• PROVIDED DATA
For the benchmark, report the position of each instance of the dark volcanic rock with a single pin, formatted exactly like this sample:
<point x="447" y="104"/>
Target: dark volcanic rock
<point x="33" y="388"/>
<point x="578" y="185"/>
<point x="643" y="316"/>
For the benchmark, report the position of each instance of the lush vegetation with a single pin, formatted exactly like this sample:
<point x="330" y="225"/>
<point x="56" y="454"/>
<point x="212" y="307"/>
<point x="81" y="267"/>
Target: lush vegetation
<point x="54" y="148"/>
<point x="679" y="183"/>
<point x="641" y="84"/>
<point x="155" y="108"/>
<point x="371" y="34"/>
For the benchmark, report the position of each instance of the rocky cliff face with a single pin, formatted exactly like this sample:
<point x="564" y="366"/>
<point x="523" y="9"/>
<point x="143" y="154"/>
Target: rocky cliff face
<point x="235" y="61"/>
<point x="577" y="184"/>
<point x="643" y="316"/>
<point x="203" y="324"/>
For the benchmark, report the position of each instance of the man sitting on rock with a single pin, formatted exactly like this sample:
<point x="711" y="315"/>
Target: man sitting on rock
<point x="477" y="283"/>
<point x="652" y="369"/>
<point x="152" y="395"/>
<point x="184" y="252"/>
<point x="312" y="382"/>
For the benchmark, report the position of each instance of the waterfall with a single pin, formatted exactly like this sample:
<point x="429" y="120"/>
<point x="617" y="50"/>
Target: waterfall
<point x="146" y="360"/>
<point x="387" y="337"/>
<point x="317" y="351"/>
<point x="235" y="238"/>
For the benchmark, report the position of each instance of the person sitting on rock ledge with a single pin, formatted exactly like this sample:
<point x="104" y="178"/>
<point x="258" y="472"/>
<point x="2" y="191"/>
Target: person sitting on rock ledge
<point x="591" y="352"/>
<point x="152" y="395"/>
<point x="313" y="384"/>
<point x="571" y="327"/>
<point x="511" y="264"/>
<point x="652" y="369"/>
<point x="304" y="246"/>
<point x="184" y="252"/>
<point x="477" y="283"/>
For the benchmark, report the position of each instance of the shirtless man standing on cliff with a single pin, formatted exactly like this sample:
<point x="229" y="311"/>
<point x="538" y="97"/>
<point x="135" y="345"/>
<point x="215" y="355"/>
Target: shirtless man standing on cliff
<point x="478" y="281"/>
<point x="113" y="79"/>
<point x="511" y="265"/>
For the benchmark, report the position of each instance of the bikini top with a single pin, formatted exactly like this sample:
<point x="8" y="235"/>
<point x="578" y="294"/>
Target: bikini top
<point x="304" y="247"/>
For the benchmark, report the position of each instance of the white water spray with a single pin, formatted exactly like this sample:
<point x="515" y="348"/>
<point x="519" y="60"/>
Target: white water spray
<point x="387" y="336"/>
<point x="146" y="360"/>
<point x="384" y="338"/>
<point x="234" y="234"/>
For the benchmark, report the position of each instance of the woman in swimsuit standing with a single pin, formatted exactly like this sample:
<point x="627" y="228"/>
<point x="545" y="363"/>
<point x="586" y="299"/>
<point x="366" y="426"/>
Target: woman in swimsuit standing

• EXERCISE DESCRIPTION
Copy out the whole listing exactly as written.

• ANSWER BELOW
For the benchmark, report the position of each instance of the dark volcanic rock with a single pin, formatted exactly like this sample:
<point x="447" y="104"/>
Target: dark volcanic rock
<point x="33" y="388"/>
<point x="578" y="185"/>
<point x="643" y="316"/>
For the benchmark, report the position of each instance of the lush vegetation with a single pin, formatted exactly like this sample:
<point x="330" y="225"/>
<point x="56" y="454"/>
<point x="212" y="307"/>
<point x="81" y="267"/>
Target: lush vegetation
<point x="54" y="148"/>
<point x="679" y="183"/>
<point x="641" y="84"/>
<point x="155" y="108"/>
<point x="371" y="34"/>
For the benchmark, report the position of each instance of the rocky cliff face with a single pin, formatted exactly like this sample:
<point x="564" y="366"/>
<point x="523" y="9"/>
<point x="143" y="154"/>
Target: rocky cliff face
<point x="235" y="61"/>
<point x="577" y="184"/>
<point x="643" y="316"/>
<point x="203" y="324"/>
For the benchmark, report the position of each instance of the man sitting on rock with a single pin, formatted exactly like this sample:
<point x="711" y="315"/>
Target: man sitting on rock
<point x="477" y="283"/>
<point x="652" y="369"/>
<point x="152" y="395"/>
<point x="184" y="252"/>
<point x="312" y="382"/>
For the benchmark, report the position of each instance of the waterfall with a single pin, formatted exactly like this sample:
<point x="429" y="120"/>
<point x="617" y="50"/>
Target: waterfall
<point x="146" y="360"/>
<point x="387" y="337"/>
<point x="317" y="351"/>
<point x="235" y="238"/>
For the benchmark, report the position of each instance of the person sitting on rock ledge with a single pin, formatted exactly like this sample:
<point x="104" y="178"/>
<point x="258" y="472"/>
<point x="2" y="191"/>
Target: person sitting on rock ledge
<point x="591" y="352"/>
<point x="152" y="395"/>
<point x="313" y="384"/>
<point x="571" y="327"/>
<point x="511" y="264"/>
<point x="652" y="369"/>
<point x="304" y="246"/>
<point x="184" y="252"/>
<point x="477" y="283"/>
For the benchmark, report the position of each instance of the shirtless man standing on cliff with a single pin, formatted exactly like this sample:
<point x="229" y="311"/>
<point x="538" y="97"/>
<point x="135" y="345"/>
<point x="215" y="355"/>
Target: shirtless man standing on cliff
<point x="478" y="281"/>
<point x="113" y="79"/>
<point x="511" y="265"/>
For the benchmark, report the position of each instance of the bikini top with a single pin, formatted exactly like this sample:
<point x="8" y="235"/>
<point x="578" y="294"/>
Target: bikini top
<point x="304" y="247"/>
For the benchmark, report the position of each instance of the white water spray with a single pin, formatted exactly like this sample:
<point x="515" y="348"/>
<point x="519" y="60"/>
Target: white water spray
<point x="387" y="336"/>
<point x="146" y="360"/>
<point x="384" y="338"/>
<point x="234" y="234"/>
For the benchmark, report the position of each instance of the woman in swimsuit standing with a single pin, formatted exactly like this sample:
<point x="627" y="228"/>
<point x="545" y="363"/>
<point x="586" y="299"/>
<point x="366" y="426"/>
Target: woman in swimsuit standing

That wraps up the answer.